Görevler
- 1) Edip üzerine metne göre aşağıdaki soruları yanıtlayın.
(a) "Edip" adı hangi kelimeden türetilmiştir?
(b) Edibin temel kaygısı nedir?
(c) Sanatın yeniden yaratma dışındaki anlamı nedir?
- 2) Edip üzerine metni kaldığı yerden sürdürün.

Metin

★ ★ ★ ★ ★

Türk kültüründe, edebiyatında “edib”; edepli, edebi olan, terbiyeli, nazik, vb. kişilikte ve bu kişilikle düşünen, yazan, edepli ve edebî eser meydana getiren şair ve yazarların adı olagelmiştir. Arapçadan dilimize girmiş “edep” kelimesinden türetilmiş bir addır edip.
Temel kaygısı edep ve edepli insanın, edep içinde yaşayan toplumun inşası olan edip, eserini meydana getirirken mevcut olandan olabilecek olana doğru bir yolculuğa çıkar. Bu yolculukta içinde yaşadığı çevrede edindiği tecrübeleri, tanıklıkları, düşleri; çarpıklıklardan, yanlışlardan duyduğu rahatsızlıkları, vb. dile getirmeye çalışır. Gerçeklik, onun algılamasıyla, bakışıyla, değerlendirişiyle yeniden yapılanır, yeni bir gerçeklik hâlini alır. Bu, sanatçının nesnel gerçeklikten kendi duyuş ve düşünüşüyle ürettiği bir gerçekliktir ve bu gerçeklikte edip, ideal olanı, olması gerekeni işaret eder. Olabilecek/olması istenen insandan ideal toplum düzenine, hatta ideal devlet işleyişine kadar uzanan bir işarettir bu. Çünkü edip, bilir ki “sanatın, yeniden yaratma dışında bir anlamı daha vardır; o da yaşamı açıklamaktır.”[1] Hayatta, açıklandığı ölçüde, örnek alınması gerekenle kendisinden uzaklaşılması gereken bir arada verilir. İstenen, iyi olanın, ideal olanın tercih edilmesidir.

★ ★ ★ ★ ★

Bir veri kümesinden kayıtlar
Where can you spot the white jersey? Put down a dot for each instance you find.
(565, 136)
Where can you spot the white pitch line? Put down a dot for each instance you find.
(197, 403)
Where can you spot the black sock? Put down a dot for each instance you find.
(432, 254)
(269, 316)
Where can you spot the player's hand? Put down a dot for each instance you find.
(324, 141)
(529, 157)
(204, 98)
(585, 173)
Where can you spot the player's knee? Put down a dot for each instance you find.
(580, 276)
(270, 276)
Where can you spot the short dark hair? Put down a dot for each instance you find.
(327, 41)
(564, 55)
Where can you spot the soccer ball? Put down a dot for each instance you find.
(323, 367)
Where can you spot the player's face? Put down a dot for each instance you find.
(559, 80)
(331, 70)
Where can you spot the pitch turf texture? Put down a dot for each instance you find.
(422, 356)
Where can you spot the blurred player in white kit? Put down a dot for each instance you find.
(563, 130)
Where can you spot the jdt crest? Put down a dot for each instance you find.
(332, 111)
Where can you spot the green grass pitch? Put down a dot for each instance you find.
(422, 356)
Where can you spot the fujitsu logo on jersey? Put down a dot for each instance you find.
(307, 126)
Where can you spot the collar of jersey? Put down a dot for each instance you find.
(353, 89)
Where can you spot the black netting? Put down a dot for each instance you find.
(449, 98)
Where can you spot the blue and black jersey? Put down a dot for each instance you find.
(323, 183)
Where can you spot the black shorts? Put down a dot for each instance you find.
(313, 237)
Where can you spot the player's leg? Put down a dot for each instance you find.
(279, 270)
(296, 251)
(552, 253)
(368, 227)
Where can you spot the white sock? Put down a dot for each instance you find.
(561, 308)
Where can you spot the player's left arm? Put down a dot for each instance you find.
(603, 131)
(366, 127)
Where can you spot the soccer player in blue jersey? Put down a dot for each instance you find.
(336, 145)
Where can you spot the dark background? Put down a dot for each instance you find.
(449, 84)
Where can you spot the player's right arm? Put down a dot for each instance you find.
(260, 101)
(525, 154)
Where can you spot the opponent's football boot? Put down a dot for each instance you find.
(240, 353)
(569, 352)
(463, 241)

★ ★ ★ ★ ★

Görev Yanıtları
- 1)
(a) Arapçadan dilimize girmiş "edep" kelimesinden.
(b) Edep ve edepli insanın, edep içinde yaşayan toplumun inşası.
(c) Yaşamı açıklamak.

- 2)
Edip, eserini meydana getirirken hem olay/durum hakkında aydınlatıcı olmak hem de sözünü ettiği olayla/durumla ilgili bir örnek oluşturmak ve bu örnekle de “ideal olanı” işaret etmek görevini üstlenmiştir. Bu görevle cümlelerini hem bilgi verici, aydınlatıcı hem de ilgi çekici, etkileyici bir üslupla kurması, anlatımıyla yaşadığı çevrenin insanlarını ortak bir düşüncede, beğenide ve amaçta birleştirmesi gerekir; yani edibin çabası bir yandan ortak içtimaî hafızanın sergilenmesi olurken diğer yandan da bu hafızanın gelişmesini sağlayıcı bir etkinlik olmalıdır. Çünkü, edip, bilgisine vâkıf olduğu olay/durum gerçekliğini kendi fikrî dünyasında değerlendirir ve çevresine bunu bir tavır şeklinde sergiler. Wellek-Warren’in[2] belirttiği gibi eserde kullanılan dilde kelimeler, yalnız dış âlemdeki eşyayı göstermekle yetinmezler. Onların, yazarın yahut konuşanın ruhunu ve iç âlemini yansıtma özelliği de vardır. Edebî dil yalnız bir beyanda bulunmaz, aynı zamanda okuyucuyu da etkileyerek onu ikna eder ve onda değişiklikler meydana getirir.
Yukarıdaki bilgiler çerçevesinde düşünüldüğünde Yusuf Has Hacib, Türk edebiyatında edip kimliğiyle eser veren bir kişidir. O, edep ve terbiye sahibi, düşünerek hareket eden ağırbaşlı bir Müslümandır. Amacı, ideal vasıflarda insan ve bu insanlardan meydana gelecek toplumun inşasıdır. Bu amaçla, içtimaî hayatta yönetenlere ve yönetilenlere düşen ödev ve sorumlulukları, uyulması gereken ahlâkî kaideleri örnekleriyle açıklar. Bu yönüyle telif ettiği Kutadgu Bilig; içeriğiyle, kullanılan dili ile edepli insanı ve ideal toplum hayatını temel alan mükemmel bir eserdir.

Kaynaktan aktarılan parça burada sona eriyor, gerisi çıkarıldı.